-- SET PROBLEM 1 --
Retype the passage of the talent trends article between "To navigate the" and "health, and happiness.", inclusive.

-- SOURCE EXTRACT --
▬▬▬▬▬▬▬▬▬▬

Mercer’s Global Talent Trends shines a light on what leaders are focusing on and what matters to their talent.
These insights help HR managers build better rewards programs and pay transparency so their company can remain competitive, attract top talent, and retain more of its employees.
Mercer’s Global Talent Trends report gathered insights from over 12,200 global voices, including 51 Canadian C-Suite executives, 101 HR leaders, and 502 Canadian employees.
Our research found that 15% of C-Suite executives expect growth in 2024, with tech disruptions being the greatest risk to growth this year.
To navigate the challenges and opportunities of 2024 and beyond, there are four areas of focus which we will review below.
Top 4 global talent trends
1. Drive human-centric productivity
In 2024, 98% of companies plan a transformation driven by workforce productivity. While crafting new productivity strategies, companies are realizing that keeping those strategies human centric is what will decide how successful those strategies will be.
Human-centric productivity treats employees as people by focusing on their needs, health, and happiness.
In Canada, executives report that the difficulty in finding the right information, too much busy work, and ineffective organizational structures are top contributors to poor productivity. To combat those challenges, Canadian HR leaders can take advantage of the anticipated AI-enabled productivity gains (30%) and think about how to use those gains to reskill employees. Organizations will need to strategically bring talent along and that the work operating model is sustainable for the future. Redesign should ensure that productivity gains are shared equitably and inclusively.
Further, to successfully meet the demand for reskilled talent, organizations will need to assess their talent strategy to ensure that HR is able to continuously match the supply and demand of talent, that people are able to upskill and reskill for what’s next, and that employees can connect to those work opportunities.

▬▬▬▬▬▬▬▬▬▬

(Excerpts from a location annotation dataset)
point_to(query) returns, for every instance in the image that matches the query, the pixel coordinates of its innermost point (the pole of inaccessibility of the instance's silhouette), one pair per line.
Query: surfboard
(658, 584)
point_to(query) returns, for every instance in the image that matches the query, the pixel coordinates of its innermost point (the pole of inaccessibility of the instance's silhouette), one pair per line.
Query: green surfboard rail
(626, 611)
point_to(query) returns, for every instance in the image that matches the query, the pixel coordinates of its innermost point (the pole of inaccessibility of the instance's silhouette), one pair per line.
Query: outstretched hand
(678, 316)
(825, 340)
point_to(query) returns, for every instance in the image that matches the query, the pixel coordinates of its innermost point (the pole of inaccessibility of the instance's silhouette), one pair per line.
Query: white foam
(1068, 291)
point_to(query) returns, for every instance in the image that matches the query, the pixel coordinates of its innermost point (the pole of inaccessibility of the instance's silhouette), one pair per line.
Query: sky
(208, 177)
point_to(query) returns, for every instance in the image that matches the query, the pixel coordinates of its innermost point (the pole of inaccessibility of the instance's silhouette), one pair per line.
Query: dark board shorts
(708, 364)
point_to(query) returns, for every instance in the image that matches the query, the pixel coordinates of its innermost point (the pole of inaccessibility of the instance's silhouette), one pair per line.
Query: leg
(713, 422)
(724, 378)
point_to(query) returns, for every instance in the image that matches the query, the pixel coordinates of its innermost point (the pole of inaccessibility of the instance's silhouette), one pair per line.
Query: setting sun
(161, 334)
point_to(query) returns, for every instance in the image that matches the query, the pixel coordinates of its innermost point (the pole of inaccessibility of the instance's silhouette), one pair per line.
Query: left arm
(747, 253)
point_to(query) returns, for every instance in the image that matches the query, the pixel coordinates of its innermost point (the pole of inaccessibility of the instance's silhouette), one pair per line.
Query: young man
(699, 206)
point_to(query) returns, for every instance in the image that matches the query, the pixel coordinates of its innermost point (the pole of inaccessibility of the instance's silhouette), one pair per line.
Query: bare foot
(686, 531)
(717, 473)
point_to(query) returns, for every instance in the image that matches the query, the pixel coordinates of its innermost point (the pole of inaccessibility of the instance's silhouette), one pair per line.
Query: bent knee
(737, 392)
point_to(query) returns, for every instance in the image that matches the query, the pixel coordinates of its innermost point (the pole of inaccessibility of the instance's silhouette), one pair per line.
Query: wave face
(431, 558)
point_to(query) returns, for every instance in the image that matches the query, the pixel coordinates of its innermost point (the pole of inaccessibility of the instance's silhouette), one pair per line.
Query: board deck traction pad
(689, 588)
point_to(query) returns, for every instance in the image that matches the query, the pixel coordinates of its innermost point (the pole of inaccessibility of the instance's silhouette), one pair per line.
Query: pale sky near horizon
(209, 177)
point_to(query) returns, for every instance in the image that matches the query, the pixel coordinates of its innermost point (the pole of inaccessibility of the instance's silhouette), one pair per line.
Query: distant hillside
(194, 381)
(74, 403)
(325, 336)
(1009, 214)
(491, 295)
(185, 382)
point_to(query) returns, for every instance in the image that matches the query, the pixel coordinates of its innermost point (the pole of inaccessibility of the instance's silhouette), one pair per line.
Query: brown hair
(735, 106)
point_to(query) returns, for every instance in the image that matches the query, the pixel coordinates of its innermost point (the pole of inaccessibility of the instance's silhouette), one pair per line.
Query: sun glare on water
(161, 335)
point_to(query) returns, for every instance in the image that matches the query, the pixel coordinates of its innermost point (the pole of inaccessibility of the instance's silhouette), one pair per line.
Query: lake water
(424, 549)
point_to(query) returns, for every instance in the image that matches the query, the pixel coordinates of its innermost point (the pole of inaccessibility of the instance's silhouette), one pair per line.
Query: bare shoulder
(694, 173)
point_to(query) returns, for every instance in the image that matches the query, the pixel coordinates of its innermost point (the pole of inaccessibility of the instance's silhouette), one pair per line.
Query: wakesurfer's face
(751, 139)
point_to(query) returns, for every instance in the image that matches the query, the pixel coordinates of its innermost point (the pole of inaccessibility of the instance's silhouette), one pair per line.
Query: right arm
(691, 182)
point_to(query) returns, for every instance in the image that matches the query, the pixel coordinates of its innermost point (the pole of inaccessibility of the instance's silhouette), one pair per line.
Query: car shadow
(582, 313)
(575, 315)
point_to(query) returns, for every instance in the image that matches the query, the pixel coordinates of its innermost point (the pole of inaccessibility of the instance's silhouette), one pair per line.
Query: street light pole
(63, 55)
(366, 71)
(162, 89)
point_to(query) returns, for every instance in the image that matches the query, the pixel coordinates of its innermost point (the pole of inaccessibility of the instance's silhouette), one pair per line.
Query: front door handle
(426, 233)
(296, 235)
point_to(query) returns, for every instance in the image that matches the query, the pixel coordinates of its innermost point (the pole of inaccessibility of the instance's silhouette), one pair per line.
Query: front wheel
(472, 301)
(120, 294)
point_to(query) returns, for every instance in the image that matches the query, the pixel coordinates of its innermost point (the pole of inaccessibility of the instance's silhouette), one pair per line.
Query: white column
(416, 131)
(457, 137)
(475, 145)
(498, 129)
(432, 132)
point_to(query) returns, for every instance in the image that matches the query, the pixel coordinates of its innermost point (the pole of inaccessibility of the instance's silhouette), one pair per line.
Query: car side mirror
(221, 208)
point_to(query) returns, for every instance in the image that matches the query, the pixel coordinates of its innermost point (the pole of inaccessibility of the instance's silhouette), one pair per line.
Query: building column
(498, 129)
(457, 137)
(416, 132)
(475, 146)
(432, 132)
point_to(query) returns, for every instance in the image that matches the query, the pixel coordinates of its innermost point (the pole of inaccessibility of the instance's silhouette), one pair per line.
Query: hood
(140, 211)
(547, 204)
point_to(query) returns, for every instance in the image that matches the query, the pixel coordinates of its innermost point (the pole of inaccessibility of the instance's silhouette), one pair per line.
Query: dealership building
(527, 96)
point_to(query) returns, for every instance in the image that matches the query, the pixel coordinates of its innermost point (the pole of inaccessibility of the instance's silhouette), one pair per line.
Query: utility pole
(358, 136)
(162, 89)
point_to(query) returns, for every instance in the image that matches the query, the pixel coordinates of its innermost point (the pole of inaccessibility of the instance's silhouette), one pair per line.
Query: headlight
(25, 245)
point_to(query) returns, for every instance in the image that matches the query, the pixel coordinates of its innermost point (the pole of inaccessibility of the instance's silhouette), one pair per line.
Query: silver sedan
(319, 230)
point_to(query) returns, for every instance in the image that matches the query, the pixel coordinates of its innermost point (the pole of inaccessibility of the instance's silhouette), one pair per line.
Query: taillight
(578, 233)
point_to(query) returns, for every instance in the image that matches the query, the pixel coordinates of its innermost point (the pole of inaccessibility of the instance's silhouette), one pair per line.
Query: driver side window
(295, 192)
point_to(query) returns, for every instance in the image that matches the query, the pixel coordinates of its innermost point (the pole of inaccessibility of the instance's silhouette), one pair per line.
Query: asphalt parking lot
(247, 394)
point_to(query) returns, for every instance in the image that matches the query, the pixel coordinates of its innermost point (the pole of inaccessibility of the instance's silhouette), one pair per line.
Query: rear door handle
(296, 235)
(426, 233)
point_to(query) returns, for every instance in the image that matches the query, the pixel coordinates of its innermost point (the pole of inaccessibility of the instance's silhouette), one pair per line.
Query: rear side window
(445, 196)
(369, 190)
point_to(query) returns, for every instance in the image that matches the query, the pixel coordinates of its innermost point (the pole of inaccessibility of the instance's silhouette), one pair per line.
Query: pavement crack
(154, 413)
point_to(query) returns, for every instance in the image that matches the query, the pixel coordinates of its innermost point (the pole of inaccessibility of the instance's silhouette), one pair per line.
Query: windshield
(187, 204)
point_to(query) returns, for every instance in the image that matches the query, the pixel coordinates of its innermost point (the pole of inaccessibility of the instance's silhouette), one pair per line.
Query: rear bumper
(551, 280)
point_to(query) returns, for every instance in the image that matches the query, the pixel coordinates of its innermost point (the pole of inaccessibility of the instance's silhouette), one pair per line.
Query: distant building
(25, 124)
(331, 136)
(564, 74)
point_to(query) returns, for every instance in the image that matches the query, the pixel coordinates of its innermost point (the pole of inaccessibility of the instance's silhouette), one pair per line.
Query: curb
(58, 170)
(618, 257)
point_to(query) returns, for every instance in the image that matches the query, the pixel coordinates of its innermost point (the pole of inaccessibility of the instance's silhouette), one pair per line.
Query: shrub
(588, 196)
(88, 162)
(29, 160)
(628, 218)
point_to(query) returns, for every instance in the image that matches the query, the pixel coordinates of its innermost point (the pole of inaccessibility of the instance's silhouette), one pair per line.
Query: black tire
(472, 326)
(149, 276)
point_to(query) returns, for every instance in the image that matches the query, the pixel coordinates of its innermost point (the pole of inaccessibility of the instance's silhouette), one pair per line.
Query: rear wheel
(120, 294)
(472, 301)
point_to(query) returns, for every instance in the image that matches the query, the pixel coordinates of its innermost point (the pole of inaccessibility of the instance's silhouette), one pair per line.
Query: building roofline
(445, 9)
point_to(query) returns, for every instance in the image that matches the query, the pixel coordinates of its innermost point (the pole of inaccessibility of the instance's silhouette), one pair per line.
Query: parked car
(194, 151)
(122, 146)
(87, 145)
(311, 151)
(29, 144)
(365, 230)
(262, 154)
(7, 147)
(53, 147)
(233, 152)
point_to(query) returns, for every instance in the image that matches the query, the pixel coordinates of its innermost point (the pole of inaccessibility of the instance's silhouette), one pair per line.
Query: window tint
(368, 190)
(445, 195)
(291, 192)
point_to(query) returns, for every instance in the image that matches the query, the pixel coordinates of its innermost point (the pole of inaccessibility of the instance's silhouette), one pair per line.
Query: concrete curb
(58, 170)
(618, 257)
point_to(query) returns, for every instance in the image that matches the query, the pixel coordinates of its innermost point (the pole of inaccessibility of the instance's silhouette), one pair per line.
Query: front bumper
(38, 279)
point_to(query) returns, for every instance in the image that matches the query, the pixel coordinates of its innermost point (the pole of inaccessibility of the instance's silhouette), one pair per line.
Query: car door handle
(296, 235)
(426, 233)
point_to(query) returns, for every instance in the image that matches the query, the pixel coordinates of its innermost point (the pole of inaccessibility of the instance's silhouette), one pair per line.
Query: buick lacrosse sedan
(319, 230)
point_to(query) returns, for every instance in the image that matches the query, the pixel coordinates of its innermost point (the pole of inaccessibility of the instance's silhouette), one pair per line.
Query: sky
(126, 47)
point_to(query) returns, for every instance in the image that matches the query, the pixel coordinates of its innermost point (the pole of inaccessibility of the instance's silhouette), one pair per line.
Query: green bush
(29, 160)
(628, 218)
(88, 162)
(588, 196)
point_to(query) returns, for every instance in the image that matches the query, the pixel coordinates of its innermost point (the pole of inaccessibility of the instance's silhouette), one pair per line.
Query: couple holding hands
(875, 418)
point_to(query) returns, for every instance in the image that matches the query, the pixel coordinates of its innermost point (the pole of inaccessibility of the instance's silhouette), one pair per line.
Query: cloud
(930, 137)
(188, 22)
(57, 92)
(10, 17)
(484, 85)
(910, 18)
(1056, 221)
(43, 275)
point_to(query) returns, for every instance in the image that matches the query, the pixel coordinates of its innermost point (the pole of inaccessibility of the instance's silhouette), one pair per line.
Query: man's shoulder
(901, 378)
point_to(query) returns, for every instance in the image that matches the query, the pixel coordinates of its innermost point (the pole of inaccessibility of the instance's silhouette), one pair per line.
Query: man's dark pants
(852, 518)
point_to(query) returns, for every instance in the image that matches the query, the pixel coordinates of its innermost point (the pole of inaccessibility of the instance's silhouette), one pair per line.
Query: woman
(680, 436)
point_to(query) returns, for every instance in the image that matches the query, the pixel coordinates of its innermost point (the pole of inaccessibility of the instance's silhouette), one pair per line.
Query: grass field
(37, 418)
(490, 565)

▬▬▬▬▬▬▬▬▬▬

-- SET PROBLEM 2 --
Show each line of the listing that contains the word "distant".

-- TASK RESULT 1 --
To navigate the challenges and opportunities of 2024 and beyond, there are four areas of focus which we will review below.
Top 4 global talent trends
1. Drive human-centric productivity
In 2024, 98% of companies plan a transformation driven by workforce productivity. While crafting new productivity strategies, companies are realizing that keeping those strategies human centric is what will decide how successful those strategies will be.
Human-centric productivity treats employees as people by focusing on their needs, health, and happiness.

-- TASK RESULT 2 --
Query: distant hillside
Query: distant building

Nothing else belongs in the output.